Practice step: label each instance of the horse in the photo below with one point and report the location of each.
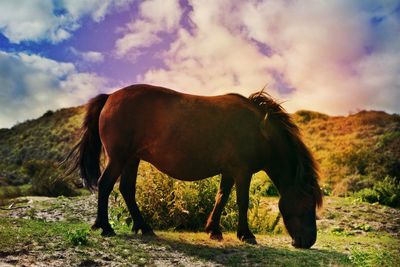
(191, 137)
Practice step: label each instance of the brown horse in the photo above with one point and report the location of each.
(194, 137)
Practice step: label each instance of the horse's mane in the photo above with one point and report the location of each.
(307, 169)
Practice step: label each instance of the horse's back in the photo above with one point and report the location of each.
(183, 135)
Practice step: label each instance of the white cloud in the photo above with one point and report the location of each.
(32, 85)
(37, 20)
(155, 17)
(330, 53)
(88, 56)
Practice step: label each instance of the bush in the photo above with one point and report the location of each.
(168, 203)
(386, 192)
(47, 179)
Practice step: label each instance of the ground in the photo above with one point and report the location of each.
(39, 231)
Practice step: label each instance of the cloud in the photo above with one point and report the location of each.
(333, 57)
(88, 56)
(54, 21)
(32, 84)
(155, 17)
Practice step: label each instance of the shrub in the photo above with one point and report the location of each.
(386, 192)
(167, 203)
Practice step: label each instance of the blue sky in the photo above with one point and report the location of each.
(331, 56)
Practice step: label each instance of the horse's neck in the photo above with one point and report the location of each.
(280, 165)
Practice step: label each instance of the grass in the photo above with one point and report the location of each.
(350, 235)
(36, 237)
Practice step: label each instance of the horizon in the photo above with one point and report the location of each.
(335, 58)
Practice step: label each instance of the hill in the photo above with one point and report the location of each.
(354, 152)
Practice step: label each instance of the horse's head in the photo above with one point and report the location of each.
(293, 170)
(298, 212)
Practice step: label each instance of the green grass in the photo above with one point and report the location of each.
(36, 237)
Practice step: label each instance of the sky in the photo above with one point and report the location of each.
(335, 57)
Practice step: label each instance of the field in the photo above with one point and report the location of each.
(55, 232)
(45, 217)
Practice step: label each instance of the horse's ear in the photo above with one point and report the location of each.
(263, 126)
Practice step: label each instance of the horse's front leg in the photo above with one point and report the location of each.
(105, 185)
(127, 187)
(222, 197)
(242, 184)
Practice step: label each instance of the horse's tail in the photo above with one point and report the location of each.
(86, 153)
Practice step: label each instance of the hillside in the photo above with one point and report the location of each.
(354, 151)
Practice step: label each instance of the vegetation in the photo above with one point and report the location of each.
(356, 153)
(171, 204)
(55, 231)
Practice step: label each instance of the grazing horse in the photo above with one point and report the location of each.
(193, 137)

What the task asks:
Output the data above as a two-column CSV with the headers text and answer, giving one row for each thing to be labeled and covering all of them. Put its full wording under text and its points under answer, with each field in double quotes, line breaks replaced by spaces, and the pictures left out.

Task response:
text,answer
"Practice step: label each instance of the horse in the photo below with one point and report the location of each.","(191, 137)"
"Practice step: label each instance of the brown horse in the photo above with one point and report the location of each.","(194, 137)"
"Practice step: label each instance of the horse's mane in the photo above with one point and report the location of each.","(307, 169)"
"Practice step: label each instance of the horse's back in the photo above with one point and report the location of each.","(183, 135)"
"Practice step: label each instance of the white cloud in the photo above with one point and report the location of each.","(32, 85) (37, 20) (155, 17) (330, 53) (88, 56)"
"Practice step: label each instance of the bush in the photo above with one point and report the location of each.","(168, 203) (386, 192) (47, 179)"
"Practice step: label each instance of the ground in the photo above with one point and report the location of each.","(39, 231)"
"Practice step: label each instance of the cloud in the photo above with one point and report the location of each.","(333, 57) (88, 56) (54, 21) (32, 84) (155, 17)"
"Practice step: label each instance of the shrub in the photo above with one point and report the location of each.","(386, 192) (167, 203)"
"Practice step: label each instance of the blue sky in the photo above with one point and report the location of each.","(331, 56)"
"Practice step: label each instance of the horse's neck in the photo above with one point and report the location of each.","(280, 165)"
"Practice step: label each instance of the grass in the photo above with one point and report the location of each.","(350, 235) (36, 237)"
"Practice step: label each instance of the horizon in the photo above with one point and report the location of each.","(335, 58)"
"Practice step: label each instance of the hill in the photo above with one point and report the location of each.","(354, 152)"
"Practice step: label each instance of the horse's head in the photo above with one point and report the location of each.","(293, 170) (298, 212)"
"Practice step: label each instance of the green grass in the photo above with one point and report the location of each.","(36, 237)"
"Practice step: label each instance of the sky in the photo above with one point and report the location of each.","(335, 57)"
"Practice step: label each instance of the field in the photo above with one point and report the location of each.","(55, 232) (45, 217)"
"Practice step: label each instance of the horse's ear in the photo above with one point and report the location of each.","(263, 126)"
"Practice step: label each instance of the horse's front leg in the photo above with one point and report the location of each.","(105, 185) (127, 187) (222, 197) (242, 184)"
"Practice step: label each instance of the horse's tail in the photo above with one point and report the location of each.","(86, 153)"
"Practice step: label each instance of the hillside in the photo above with one point and report the location of each.","(354, 151)"
"Practice step: label each instance of the vegetation in the photo above with one point and report the location of each.","(356, 153) (171, 204) (55, 231)"
"Practice step: label each instance of the grazing horse in the photo above with one point and report the location of each.","(193, 137)"